= WHAT THE TASK REQUIRES =
Reproduce the records below, substituting "Target" for every occurrence of "Query" and leaving all other text unchanged.

Stored dataset items:
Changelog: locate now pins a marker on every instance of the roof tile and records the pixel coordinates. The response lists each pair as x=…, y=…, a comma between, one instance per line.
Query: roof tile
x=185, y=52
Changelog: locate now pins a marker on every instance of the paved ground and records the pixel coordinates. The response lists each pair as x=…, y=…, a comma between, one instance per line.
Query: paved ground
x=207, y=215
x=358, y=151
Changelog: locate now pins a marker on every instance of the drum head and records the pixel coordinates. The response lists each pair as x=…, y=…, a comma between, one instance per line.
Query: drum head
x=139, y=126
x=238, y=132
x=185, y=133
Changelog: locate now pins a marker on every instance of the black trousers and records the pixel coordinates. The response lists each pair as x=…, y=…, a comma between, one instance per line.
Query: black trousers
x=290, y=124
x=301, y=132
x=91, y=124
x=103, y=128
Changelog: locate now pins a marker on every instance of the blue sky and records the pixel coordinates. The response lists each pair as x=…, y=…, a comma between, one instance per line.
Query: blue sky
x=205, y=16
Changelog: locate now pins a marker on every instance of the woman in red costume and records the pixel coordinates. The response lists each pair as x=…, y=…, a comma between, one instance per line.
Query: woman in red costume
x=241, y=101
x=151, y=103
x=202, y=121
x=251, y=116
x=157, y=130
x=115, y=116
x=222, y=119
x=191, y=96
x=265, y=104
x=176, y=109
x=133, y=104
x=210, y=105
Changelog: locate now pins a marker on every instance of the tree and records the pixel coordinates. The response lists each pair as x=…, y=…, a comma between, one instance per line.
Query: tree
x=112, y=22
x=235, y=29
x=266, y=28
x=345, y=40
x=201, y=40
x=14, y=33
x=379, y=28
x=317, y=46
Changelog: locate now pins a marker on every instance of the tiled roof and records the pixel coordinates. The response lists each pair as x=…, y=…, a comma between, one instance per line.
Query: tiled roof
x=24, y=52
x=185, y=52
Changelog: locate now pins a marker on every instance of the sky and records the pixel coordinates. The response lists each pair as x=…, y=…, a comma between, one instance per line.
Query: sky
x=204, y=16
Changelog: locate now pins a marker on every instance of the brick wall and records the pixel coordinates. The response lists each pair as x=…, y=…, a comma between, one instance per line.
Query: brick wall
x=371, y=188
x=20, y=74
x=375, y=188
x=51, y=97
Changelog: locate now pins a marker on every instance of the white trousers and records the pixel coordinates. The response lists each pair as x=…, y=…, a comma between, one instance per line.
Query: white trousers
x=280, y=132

= TASK RESPONSE =
Changelog: locate now pins a marker on every instance of the roof tile and records the pixel coordinates. The response lists each pair as x=…, y=…, a comma between, one instance per line.
Target: roof tile
x=185, y=52
Changelog: locate now pins a marker on every instance of the paved ground and records the pixel coordinates. The response lists each pair as x=…, y=…, a comma between, one instance per line.
Target: paved ground
x=207, y=215
x=358, y=151
Changelog: locate now pins a marker on every instance of the drum head and records the pixel coordinates. The response lists each pair as x=…, y=…, a comma between, one instance per line.
Target: drum head
x=139, y=126
x=238, y=132
x=185, y=133
Changelog: locate now pins a marker on every instance of the black trousers and records the pixel coordinates. The response lists each pair as x=…, y=…, a comma between, one instance per line.
Target: black trousers
x=290, y=124
x=301, y=132
x=91, y=124
x=103, y=128
Changelog: locate now pins a marker on every instance of the blue sky and records the pixel coordinates. The response lists each pair as x=…, y=…, a comma between, one instance per line.
Target: blue sky
x=205, y=16
Changelog: locate now pins a marker on every instance of the woman in red costume and records the pixel coordinates. The response lists each pair as x=…, y=…, a comma between, one instance per line.
Target: woman in red costume
x=241, y=101
x=151, y=103
x=202, y=121
x=251, y=116
x=157, y=130
x=115, y=116
x=222, y=119
x=191, y=96
x=265, y=104
x=176, y=109
x=133, y=104
x=210, y=105
Changelog: locate now pins a marker on every instance of the tree and records the pixel coordinates. The response lists each pair as x=…, y=…, a comma between, one instance per line.
Target: tree
x=112, y=22
x=235, y=29
x=266, y=28
x=345, y=40
x=201, y=40
x=14, y=33
x=379, y=28
x=317, y=46
Changelog: locate now pins a marker on every instance of the tiled roof and records the pixel coordinates. The response lists each pair as x=…, y=…, a comma between, one instance per line.
Target: tiled roof
x=24, y=52
x=185, y=52
Changelog: locate now pins a marker on every instance of the sky and records the pixel coordinates. The response lists each pair as x=…, y=…, a comma between, one instance per line.
Target: sky
x=204, y=16
Changelog: locate now pins a marker on every instance of the brick wall and records the pixel coordinates. The response lists each pair as x=…, y=…, a comma between, one instance per line.
Target: brick wall
x=371, y=188
x=20, y=74
x=375, y=188
x=51, y=97
Changelog: locate now pins a marker on every instance of the white trousers and records the pixel coordinates. The response lists each pair as x=…, y=…, a comma between, one instance per line.
Target: white trousers
x=280, y=132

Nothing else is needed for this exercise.